Operating System - OpenVMS
cancel
Showing results for 
Search instead for 
Did you mean: 

Circumstances f$context will not find an existing process

 
SDIH1
Frequent Advisor

Circumstances f$context will not find an existing process

Hi,

A batch job submits another batchjob, which start running immediately, as seen in the log. f$context is used to get the process pid of the submitted batchjob.

Lately (after finally applying update 21 on VMS 7.3-2), we have experienced two occurences where f$context couldn't find the process, and 5 occurrences where it worked fine.


As this only occurs with a specific process, I suspect some kind of RW.. condition or resource problem causing f$context to not find it.

Workaround ideas are of course retry loops, sync/entry etc, but I'm really more interested in the problem that might cause this.

As the exact scenario is hard to reproduce, although I will definitely try, I was wondering if anyone had similar experiences?
21 REPLIES 21
John Gillings
Honored Contributor

Re: Circumstances f$context will not find an existing process

Jose,

What criteria are you using to construct your context? (process name, node, etc...) This may have an influence. Some things can't be read externally if the process is in a resource wait state.

----

Job 1
In the f$context forum thread, how many times did f$context fail to find the process, and how many times did it work?
Job 2
Resume the f$context forum thread after its last sentence.
The entries that come after this thread are separate material.

Record extracts
----

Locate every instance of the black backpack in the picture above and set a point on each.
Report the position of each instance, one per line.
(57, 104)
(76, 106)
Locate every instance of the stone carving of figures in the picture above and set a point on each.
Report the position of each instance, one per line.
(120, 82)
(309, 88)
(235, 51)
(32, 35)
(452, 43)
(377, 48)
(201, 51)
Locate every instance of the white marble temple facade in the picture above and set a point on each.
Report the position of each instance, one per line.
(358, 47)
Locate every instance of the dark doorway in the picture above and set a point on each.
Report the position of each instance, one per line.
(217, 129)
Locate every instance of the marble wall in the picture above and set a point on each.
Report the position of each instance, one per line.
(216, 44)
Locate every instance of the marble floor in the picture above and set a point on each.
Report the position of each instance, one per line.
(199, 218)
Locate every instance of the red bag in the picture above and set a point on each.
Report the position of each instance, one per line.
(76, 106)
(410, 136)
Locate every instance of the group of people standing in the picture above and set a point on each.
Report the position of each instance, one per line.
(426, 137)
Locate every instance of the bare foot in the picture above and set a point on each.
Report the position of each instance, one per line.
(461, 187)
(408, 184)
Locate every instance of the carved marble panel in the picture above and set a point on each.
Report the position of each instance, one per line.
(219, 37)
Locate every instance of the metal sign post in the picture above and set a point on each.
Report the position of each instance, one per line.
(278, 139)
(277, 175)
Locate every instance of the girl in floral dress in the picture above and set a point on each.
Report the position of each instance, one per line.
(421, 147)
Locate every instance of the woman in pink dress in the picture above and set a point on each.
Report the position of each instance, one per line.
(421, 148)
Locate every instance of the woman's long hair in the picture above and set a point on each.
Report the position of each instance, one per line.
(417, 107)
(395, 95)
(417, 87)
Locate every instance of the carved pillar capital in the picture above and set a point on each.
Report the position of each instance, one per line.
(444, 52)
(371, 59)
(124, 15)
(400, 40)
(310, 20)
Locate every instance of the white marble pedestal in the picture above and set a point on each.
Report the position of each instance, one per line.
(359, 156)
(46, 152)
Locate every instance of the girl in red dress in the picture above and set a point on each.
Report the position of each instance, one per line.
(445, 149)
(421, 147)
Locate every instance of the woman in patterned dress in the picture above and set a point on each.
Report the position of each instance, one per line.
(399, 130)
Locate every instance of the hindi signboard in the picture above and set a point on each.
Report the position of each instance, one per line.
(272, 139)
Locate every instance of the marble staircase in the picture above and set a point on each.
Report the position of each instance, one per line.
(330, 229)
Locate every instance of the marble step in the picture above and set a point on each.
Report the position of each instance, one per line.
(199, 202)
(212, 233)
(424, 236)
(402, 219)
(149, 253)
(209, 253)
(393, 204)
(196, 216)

----

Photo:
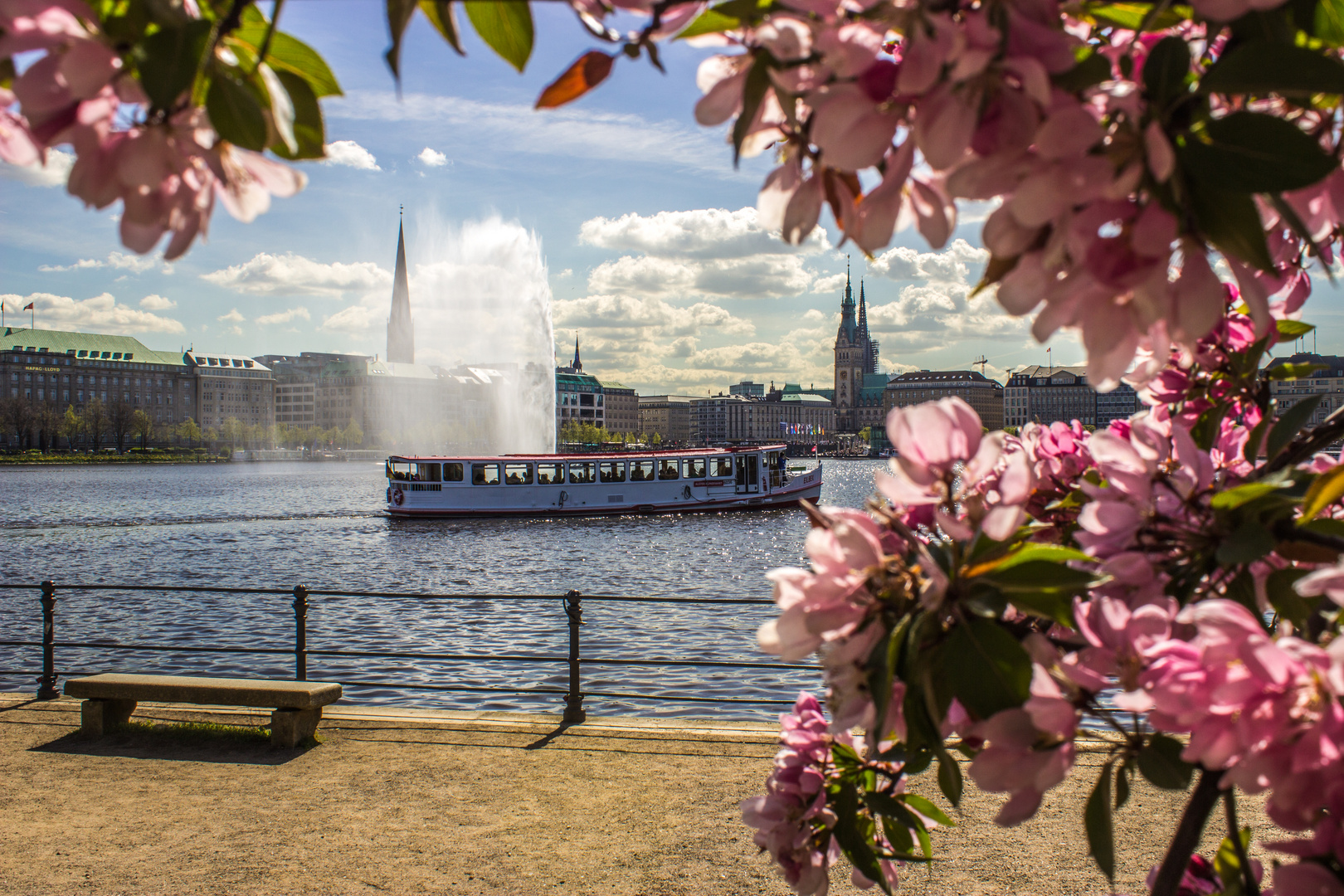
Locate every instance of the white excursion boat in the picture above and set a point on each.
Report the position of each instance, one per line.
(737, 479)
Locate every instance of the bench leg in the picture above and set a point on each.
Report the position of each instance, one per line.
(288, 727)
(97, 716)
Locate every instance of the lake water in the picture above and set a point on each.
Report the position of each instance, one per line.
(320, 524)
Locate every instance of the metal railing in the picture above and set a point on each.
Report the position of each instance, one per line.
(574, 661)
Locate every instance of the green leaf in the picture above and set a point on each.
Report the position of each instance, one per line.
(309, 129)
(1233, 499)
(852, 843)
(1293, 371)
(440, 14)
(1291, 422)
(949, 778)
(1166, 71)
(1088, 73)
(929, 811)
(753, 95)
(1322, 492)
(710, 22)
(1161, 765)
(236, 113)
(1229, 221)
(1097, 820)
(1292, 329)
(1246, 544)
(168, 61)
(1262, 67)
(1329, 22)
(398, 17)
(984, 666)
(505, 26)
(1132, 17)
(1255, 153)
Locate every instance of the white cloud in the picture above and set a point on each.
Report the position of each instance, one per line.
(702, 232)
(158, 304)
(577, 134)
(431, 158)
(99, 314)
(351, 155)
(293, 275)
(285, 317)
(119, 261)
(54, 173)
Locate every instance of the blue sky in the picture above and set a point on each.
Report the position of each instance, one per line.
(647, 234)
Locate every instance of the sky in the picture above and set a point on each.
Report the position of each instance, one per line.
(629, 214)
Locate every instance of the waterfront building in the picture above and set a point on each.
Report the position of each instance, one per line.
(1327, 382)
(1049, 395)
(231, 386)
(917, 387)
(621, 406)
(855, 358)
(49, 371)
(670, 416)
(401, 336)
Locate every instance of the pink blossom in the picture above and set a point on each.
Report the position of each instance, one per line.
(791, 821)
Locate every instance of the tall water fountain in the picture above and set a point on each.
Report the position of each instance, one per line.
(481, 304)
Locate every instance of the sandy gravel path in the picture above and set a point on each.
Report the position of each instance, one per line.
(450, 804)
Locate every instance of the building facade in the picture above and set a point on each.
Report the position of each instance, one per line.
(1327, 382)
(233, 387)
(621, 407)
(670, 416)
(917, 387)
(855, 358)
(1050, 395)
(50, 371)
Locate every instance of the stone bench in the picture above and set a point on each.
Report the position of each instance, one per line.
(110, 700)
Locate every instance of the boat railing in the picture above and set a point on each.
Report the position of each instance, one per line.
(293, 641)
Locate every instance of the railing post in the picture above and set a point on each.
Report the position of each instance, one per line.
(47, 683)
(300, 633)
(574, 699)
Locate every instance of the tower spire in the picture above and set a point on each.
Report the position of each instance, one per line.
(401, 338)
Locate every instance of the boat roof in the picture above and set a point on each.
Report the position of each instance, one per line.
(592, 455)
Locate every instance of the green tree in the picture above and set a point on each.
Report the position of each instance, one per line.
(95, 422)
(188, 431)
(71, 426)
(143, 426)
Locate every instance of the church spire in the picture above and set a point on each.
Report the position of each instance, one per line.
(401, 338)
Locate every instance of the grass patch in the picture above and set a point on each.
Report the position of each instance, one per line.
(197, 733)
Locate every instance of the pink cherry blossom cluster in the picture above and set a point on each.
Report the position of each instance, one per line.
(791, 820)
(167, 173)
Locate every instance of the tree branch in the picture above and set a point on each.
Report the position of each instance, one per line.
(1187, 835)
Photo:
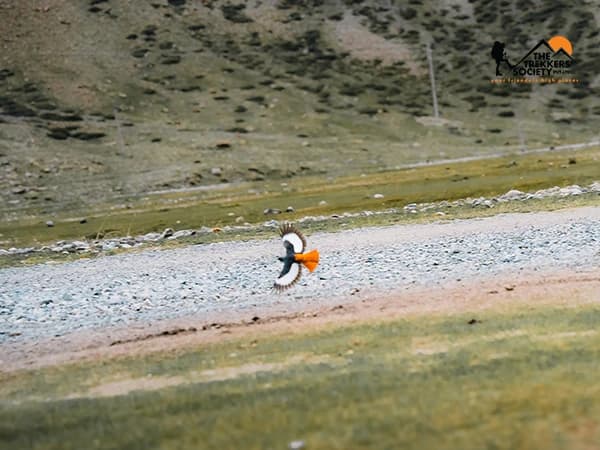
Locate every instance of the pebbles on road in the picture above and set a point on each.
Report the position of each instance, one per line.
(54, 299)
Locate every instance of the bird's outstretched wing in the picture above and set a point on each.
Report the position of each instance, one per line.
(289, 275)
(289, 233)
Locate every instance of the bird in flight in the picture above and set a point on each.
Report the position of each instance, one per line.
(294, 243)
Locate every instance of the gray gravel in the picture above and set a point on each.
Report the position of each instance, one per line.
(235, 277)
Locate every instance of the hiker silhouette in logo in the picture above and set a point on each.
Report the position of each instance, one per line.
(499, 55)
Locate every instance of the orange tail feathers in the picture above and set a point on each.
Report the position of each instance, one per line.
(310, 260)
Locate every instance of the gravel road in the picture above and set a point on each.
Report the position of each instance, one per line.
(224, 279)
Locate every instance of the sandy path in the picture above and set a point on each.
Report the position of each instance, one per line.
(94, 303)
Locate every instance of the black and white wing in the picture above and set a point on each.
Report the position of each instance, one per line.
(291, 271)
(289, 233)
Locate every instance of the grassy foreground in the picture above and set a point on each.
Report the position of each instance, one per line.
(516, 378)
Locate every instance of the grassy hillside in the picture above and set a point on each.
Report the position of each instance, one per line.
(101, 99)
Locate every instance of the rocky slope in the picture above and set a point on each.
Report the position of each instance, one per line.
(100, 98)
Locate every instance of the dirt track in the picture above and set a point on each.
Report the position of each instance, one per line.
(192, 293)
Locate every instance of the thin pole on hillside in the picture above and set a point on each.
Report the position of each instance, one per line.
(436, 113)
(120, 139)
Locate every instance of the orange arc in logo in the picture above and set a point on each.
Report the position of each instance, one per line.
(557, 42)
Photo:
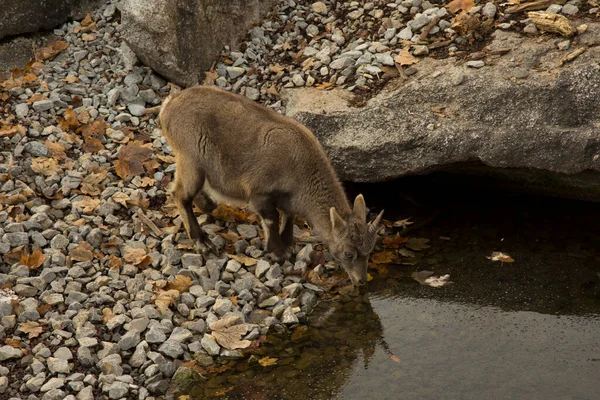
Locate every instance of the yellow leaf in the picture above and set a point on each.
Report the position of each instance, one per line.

----

Exercise response 1
It failed to find the process twice and worked five times.

Exercise response 2
Note that when you submit a batch job, the local symbol $ENTRY is set to the entry number of the job you just created. Since the job belongs to you, F$GETQUI DISPLAY_ENTRY will work without having to set queue context. Therefore, a (probably) cleaner way to get the PID you want is:

$ SUBMIT your-job
$ pid=F$GETQUI("DISPLAY_ENTRY","JOB_PID",$ENTRY)

If the job completes immediately, before the F$GETQUI, or it hasn't started, the symbol pid will be set to a null string.
A crucible of informative mistakes
Jon Pinkley
Honored Contributor

Re: Circumstances f$context will not find an existing process

Jose,

I have never tried using f$context/f$pid to determine the process pid of a submitted job. For that I would probably use f$getqui("display_entry","job_pid",$entry). Of course you would need to synchronize with the process being created, since you are never guaranteed that the batch job will ever start (queue stopped, busy, etc.). For that I would use Ken Coar's LOCK utility.

My guess would be that the process may have been created, but not yet established all the context. This would be more likely to happen when the system was heavily loaded with processes whose base priority was greater than the /base_priority of the queue the job was submitted to.

Can you think of anything "different" about this specific process that is experiencing the problem?

Jon
it depends
Craig A
Valued Contributor

Re: Circumstances f$context will not find an existing process

Jose

Have there been any changes with regards to privileges or UIC group number on any related accounts? Are you having to make use of the WORLD or GROUP privilege to gain the process info?

Craig
SDIH1
Frequent Advisor

Re: Circumstances f$context will not find an existing process

This is used to establish context (left out pid) loop:

$pname = "BATCH_''$entry'"
$ ctx = ""
$ temp = F$CONTEXT ("PROCESS", ctx, "NODENAME", "*","EQL")
$ temp = F$CONTEXT ("PROCESS", ctx, "PRCNAM", "''pname'","EQL")
...
$ pid = F$PID(ctx)
...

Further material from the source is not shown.